§ Aim of the exercise
Reproduce every one of the items below verbatim, omitting the pictures from your reply.

=== Available data ===

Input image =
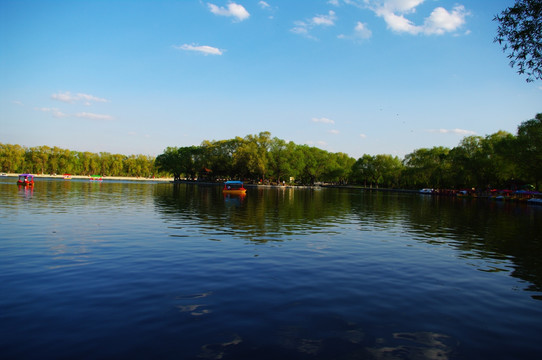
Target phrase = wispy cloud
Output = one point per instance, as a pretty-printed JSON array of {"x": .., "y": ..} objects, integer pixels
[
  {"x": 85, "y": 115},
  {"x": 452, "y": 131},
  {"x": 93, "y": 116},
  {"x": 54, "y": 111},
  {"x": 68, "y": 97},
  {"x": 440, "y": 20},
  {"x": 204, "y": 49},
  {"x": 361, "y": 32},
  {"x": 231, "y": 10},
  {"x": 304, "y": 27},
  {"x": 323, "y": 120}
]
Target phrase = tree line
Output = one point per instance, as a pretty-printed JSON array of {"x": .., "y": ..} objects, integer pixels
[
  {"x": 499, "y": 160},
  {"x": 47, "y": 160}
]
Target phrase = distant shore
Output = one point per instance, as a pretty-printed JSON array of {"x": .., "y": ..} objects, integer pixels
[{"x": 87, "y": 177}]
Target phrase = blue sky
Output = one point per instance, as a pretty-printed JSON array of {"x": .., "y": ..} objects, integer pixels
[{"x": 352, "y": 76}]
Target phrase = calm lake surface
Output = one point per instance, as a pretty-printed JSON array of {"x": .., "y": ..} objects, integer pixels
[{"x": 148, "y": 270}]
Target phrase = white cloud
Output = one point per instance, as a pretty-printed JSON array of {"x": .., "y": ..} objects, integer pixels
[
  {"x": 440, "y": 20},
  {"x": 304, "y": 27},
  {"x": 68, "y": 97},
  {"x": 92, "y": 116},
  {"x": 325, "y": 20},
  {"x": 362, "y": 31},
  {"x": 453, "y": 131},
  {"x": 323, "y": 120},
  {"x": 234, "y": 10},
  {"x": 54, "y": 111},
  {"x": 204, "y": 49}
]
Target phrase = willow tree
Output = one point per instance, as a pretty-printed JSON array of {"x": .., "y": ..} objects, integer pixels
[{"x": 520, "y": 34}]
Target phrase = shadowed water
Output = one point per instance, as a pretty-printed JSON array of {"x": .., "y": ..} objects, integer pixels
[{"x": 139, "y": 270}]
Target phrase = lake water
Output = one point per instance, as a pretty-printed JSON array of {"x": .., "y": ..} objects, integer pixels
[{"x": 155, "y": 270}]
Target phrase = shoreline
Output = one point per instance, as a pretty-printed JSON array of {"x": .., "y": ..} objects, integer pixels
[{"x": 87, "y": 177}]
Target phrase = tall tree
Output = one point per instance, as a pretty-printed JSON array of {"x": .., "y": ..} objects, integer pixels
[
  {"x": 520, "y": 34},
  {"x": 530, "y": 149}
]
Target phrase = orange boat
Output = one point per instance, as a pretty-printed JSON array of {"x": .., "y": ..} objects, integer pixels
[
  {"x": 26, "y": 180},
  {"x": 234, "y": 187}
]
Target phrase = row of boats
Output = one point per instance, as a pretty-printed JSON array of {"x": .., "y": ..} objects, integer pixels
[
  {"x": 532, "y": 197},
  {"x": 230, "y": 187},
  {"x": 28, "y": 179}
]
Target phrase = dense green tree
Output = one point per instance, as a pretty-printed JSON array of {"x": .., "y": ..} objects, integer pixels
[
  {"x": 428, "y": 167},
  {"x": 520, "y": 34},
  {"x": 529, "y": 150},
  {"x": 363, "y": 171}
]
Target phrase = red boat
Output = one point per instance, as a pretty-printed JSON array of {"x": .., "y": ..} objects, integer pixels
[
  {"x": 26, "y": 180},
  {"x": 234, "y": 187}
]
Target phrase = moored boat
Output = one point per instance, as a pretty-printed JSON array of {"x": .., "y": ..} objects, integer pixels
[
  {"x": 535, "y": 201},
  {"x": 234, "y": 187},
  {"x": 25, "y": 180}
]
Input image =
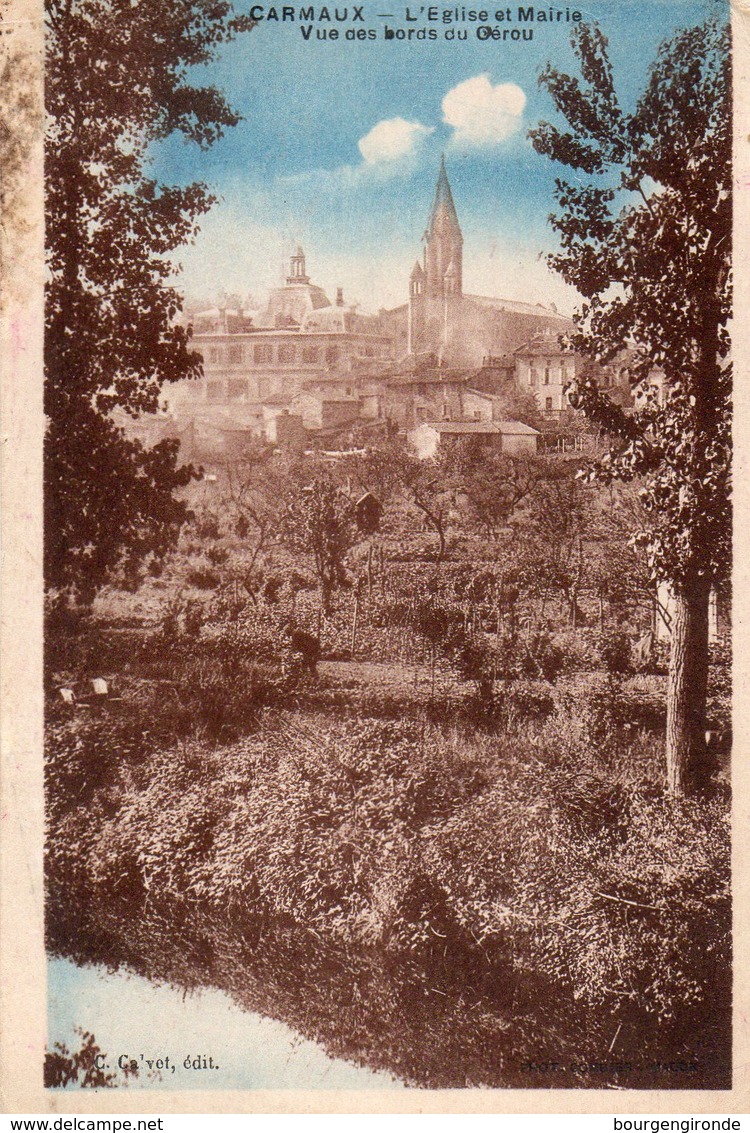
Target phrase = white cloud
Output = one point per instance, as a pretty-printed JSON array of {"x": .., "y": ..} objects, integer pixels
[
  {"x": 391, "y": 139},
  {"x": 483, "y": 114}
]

===

§ Answer to this exercise
Input image =
Target phrase = wispy cloud
Output = one point per instance, as a pretty-printed JSON array of {"x": .., "y": ..} objects, integer pixels
[
  {"x": 85, "y": 115},
  {"x": 452, "y": 131},
  {"x": 93, "y": 116},
  {"x": 54, "y": 111},
  {"x": 68, "y": 97},
  {"x": 440, "y": 20},
  {"x": 204, "y": 49},
  {"x": 361, "y": 32},
  {"x": 231, "y": 10},
  {"x": 304, "y": 27},
  {"x": 323, "y": 120}
]
Target phrase = tree line
Output = one point per instance, as a pretty-printed JSON array of {"x": .., "y": ..} objects, integer pixels
[
  {"x": 499, "y": 160},
  {"x": 47, "y": 160}
]
Target phrase = distant shore
Output = one point per instance, as a pretty-printed JSON array of {"x": .., "y": ..} objects, integer pixels
[{"x": 87, "y": 177}]
Target phrase = blue sky
Output = one point per instance, as a pretty-printed JSON array of {"x": .., "y": ..} objects, integer pixels
[{"x": 352, "y": 76}]
Target phrase = calm lake surface
Output = one point per instance, as a pretty-printed JSON array of {"x": .., "y": ..} objects, integer pixels
[{"x": 148, "y": 270}]
Target phrase = white cloud
Output = one point per instance, as a pretty-printed JSON array of {"x": .., "y": ..} objects, integer pixels
[
  {"x": 440, "y": 20},
  {"x": 304, "y": 27},
  {"x": 68, "y": 97},
  {"x": 92, "y": 116},
  {"x": 325, "y": 20},
  {"x": 362, "y": 31},
  {"x": 453, "y": 131},
  {"x": 323, "y": 120},
  {"x": 234, "y": 10},
  {"x": 54, "y": 111},
  {"x": 204, "y": 49}
]
Target phrase = willow tree
Output = one point per instance, as a pretty-printed JSON array of {"x": .., "y": ..} objects, integer pixels
[{"x": 520, "y": 34}]
Target phrase = shadowed water
Output = one point per instance, as a pretty-printed JSON array of {"x": .., "y": ..} objects, integer pixels
[{"x": 139, "y": 270}]
Target phrase = lake water
Output = one point per instance, as a pretty-printed JSON array of {"x": .., "y": ..} objects, integer pixels
[{"x": 155, "y": 270}]
Target phrase = shoreline
Output = one point per instance, as a pretty-printed JSON array of {"x": .., "y": ..} objects, integer pixels
[{"x": 87, "y": 177}]
Target phrase = tall tree
Output = one point per instance, as a pretty-printed JSON array of {"x": .., "y": ..} objects, integer pixels
[
  {"x": 520, "y": 34},
  {"x": 530, "y": 149}
]
Target phrase = orange boat
Output = one point per instance, as a pretty-printed JSON array of {"x": .., "y": ..} objects, integer pixels
[
  {"x": 26, "y": 180},
  {"x": 234, "y": 187}
]
Target phrase = row of boats
Output = one point per instance, as a pretty-printed JSON array of {"x": .., "y": ..} objects, integer pixels
[
  {"x": 532, "y": 197},
  {"x": 230, "y": 187},
  {"x": 28, "y": 179}
]
Target phrase = dense green tree
Output = one point per instance, as a pretty-printed JSON array of {"x": .., "y": ..} objects, integer pixels
[
  {"x": 428, "y": 167},
  {"x": 520, "y": 34},
  {"x": 529, "y": 150},
  {"x": 363, "y": 171}
]
Target phrase = red boat
Output = one point per instance, as a pretty-printed JSON array of {"x": .., "y": ..} objects, integer pixels
[
  {"x": 26, "y": 180},
  {"x": 234, "y": 187}
]
Target phrase = moored boat
Output = one point per instance, as a pretty-printed JSON array of {"x": .., "y": ..} objects, integer pixels
[
  {"x": 535, "y": 201},
  {"x": 234, "y": 187},
  {"x": 25, "y": 180}
]
Input image =
Target phrase = white cloud
Output = one point per instance, as a pretty-printed JSON array of {"x": .., "y": ..} objects, integer pixels
[
  {"x": 391, "y": 139},
  {"x": 483, "y": 114}
]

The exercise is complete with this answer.